Stored items
########################################
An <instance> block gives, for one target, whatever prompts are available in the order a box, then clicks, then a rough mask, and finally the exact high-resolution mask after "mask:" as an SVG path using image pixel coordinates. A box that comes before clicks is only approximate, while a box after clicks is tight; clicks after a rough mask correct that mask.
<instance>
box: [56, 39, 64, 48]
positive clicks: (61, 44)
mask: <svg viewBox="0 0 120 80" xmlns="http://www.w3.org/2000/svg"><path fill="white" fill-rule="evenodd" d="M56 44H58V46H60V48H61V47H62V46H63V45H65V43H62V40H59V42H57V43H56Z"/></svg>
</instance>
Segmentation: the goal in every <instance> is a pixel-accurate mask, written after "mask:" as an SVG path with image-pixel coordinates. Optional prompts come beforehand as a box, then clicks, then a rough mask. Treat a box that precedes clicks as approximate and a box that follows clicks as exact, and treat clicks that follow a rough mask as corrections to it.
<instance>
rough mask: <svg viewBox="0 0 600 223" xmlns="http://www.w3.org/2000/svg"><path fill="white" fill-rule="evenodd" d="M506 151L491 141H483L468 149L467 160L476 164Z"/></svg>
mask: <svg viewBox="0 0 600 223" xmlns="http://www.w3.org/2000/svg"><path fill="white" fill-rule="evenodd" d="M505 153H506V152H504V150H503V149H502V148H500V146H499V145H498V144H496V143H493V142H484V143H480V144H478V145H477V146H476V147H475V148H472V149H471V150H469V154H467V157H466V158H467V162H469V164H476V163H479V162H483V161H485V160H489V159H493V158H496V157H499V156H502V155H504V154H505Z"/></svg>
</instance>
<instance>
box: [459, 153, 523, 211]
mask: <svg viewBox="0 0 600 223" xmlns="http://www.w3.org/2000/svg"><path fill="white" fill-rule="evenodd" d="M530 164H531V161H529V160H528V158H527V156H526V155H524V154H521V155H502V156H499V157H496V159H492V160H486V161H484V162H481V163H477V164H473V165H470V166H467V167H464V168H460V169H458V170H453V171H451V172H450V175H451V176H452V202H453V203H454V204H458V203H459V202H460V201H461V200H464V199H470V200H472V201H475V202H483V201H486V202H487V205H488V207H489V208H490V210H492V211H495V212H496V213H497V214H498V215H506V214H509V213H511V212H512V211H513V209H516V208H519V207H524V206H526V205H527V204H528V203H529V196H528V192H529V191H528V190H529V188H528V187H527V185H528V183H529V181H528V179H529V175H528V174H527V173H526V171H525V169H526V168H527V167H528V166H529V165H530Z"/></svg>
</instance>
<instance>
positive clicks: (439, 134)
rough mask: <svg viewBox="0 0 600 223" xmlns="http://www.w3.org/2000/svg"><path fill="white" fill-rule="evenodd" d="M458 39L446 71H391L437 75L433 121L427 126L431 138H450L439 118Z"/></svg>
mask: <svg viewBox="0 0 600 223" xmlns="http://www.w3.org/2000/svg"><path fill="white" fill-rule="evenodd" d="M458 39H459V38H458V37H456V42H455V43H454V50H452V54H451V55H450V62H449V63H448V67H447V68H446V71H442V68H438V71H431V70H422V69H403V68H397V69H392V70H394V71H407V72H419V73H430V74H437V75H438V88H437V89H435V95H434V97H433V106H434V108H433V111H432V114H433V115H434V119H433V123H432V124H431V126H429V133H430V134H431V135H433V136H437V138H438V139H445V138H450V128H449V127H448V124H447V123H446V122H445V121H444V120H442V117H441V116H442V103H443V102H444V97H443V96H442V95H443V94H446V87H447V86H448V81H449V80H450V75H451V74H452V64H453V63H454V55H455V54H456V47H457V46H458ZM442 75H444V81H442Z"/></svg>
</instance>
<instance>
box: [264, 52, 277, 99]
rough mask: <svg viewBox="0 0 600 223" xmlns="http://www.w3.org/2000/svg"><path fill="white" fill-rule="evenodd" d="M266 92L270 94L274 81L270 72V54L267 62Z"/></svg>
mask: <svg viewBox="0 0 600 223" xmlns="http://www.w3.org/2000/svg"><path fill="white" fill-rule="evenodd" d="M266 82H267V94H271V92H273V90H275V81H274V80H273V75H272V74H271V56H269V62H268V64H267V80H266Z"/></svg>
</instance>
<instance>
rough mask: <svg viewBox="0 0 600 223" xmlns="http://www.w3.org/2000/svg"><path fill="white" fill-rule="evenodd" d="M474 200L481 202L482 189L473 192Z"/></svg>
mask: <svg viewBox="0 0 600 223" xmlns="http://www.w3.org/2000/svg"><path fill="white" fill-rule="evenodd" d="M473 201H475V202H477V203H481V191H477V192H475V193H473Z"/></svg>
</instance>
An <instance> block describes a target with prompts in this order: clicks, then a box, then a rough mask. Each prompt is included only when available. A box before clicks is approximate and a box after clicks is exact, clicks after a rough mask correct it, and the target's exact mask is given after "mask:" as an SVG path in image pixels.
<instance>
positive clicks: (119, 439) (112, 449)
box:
########################################
## [Required action]
Show the data once more, exactly as it was written.

## [Exercise answer]
An <instance> block gives, for one target, whatever prompts are available in the order a box, then clicks, then a rough mask, and finally the exact high-resolution mask after "mask:" as an SVG path using image pixel coordinates. A box that comes before clicks is only approximate, while a box after clicks is tight; clicks after a rough mask correct that mask.
<instance>
box: [56, 39, 64, 48]
positive clicks: (61, 44)
mask: <svg viewBox="0 0 120 80" xmlns="http://www.w3.org/2000/svg"><path fill="white" fill-rule="evenodd" d="M56 44H58V46H60V48H61V47H62V46H63V45H65V43H62V40H59V42H57V43H56Z"/></svg>
</instance>
Segmentation: the goal in every <instance> is a pixel-accurate mask, written after "mask:" as an SVG path with image-pixel coordinates. Optional prompts come beforehand as a box, then clicks, then a rough mask. Treat a box that precedes clicks as approximate and a box that follows clicks as exact, and treat clicks that follow a rough mask as corrections to it.
<instance>
rough mask: <svg viewBox="0 0 600 223" xmlns="http://www.w3.org/2000/svg"><path fill="white" fill-rule="evenodd" d="M506 151L491 141H483L468 149L467 160L476 164Z"/></svg>
mask: <svg viewBox="0 0 600 223" xmlns="http://www.w3.org/2000/svg"><path fill="white" fill-rule="evenodd" d="M505 153H506V152H504V150H503V149H502V148H500V146H499V145H498V144H496V143H493V142H484V143H480V144H478V145H477V146H476V147H475V148H472V149H471V150H469V154H467V157H466V158H467V162H469V164H476V163H479V162H483V161H485V160H489V159H493V158H496V157H499V156H502V155H504V154H505Z"/></svg>
</instance>
<instance>
box: [459, 153, 523, 211]
mask: <svg viewBox="0 0 600 223" xmlns="http://www.w3.org/2000/svg"><path fill="white" fill-rule="evenodd" d="M530 164H531V161H529V160H528V158H527V156H526V155H524V154H521V155H502V156H499V157H496V159H492V160H486V161H484V162H481V163H477V164H473V165H470V166H467V167H464V168H460V169H458V170H453V171H451V172H450V175H451V176H452V202H453V203H454V204H458V203H459V202H460V201H461V200H464V199H470V200H472V201H475V202H483V201H486V202H487V205H488V207H489V208H490V210H492V211H495V212H496V213H497V214H498V215H506V214H509V213H511V212H512V211H513V209H516V208H519V207H524V206H526V205H527V204H528V203H529V196H528V192H529V191H528V190H529V188H528V187H527V185H528V183H529V181H528V179H529V175H528V174H527V173H526V171H525V169H526V168H527V167H528V166H529V165H530Z"/></svg>
</instance>
<instance>
positive clicks: (439, 134)
rough mask: <svg viewBox="0 0 600 223" xmlns="http://www.w3.org/2000/svg"><path fill="white" fill-rule="evenodd" d="M458 39L446 71H391L437 75L433 121L427 126L431 138H450L439 118Z"/></svg>
mask: <svg viewBox="0 0 600 223" xmlns="http://www.w3.org/2000/svg"><path fill="white" fill-rule="evenodd" d="M458 39H459V38H458V37H456V42H455V43H454V50H452V54H451V55H450V62H449V63H448V67H447V68H446V71H442V68H438V71H431V70H422V69H403V68H397V69H392V70H394V71H407V72H419V73H430V74H437V75H438V88H437V89H435V95H434V97H433V106H434V108H433V111H432V114H433V115H434V119H433V123H432V124H431V126H429V133H430V134H431V135H433V136H437V138H438V139H445V138H450V128H449V127H448V124H447V123H446V122H445V121H444V120H442V117H441V116H442V103H443V102H444V97H443V96H442V95H443V94H446V87H447V86H448V81H449V80H450V75H451V74H452V64H453V63H454V55H455V54H456V47H457V46H458ZM442 75H444V81H442Z"/></svg>
</instance>
<instance>
box: [264, 52, 277, 99]
rough mask: <svg viewBox="0 0 600 223" xmlns="http://www.w3.org/2000/svg"><path fill="white" fill-rule="evenodd" d="M266 92L270 94L274 81L270 72V54L267 62Z"/></svg>
mask: <svg viewBox="0 0 600 223" xmlns="http://www.w3.org/2000/svg"><path fill="white" fill-rule="evenodd" d="M266 82H267V94H271V92H273V90H275V81H274V80H273V75H272V74H271V56H269V62H268V64H267V80H266Z"/></svg>
</instance>
<instance>
rough mask: <svg viewBox="0 0 600 223" xmlns="http://www.w3.org/2000/svg"><path fill="white" fill-rule="evenodd" d="M474 200L481 202L482 189L473 192Z"/></svg>
mask: <svg viewBox="0 0 600 223" xmlns="http://www.w3.org/2000/svg"><path fill="white" fill-rule="evenodd" d="M473 201H475V202H477V203H481V191H477V192H475V193H473Z"/></svg>
</instance>
An <instance> block describes a target with prompts in this order: clicks, then a box, then a rough mask. Each prompt is included only when available. A box before clicks is approximate and a box after clicks is exact, clicks after a rough mask correct it, and the target's exact mask is given after "mask:" as an SVG path in image pixels.
<instance>
positive clicks: (119, 439) (112, 449)
box:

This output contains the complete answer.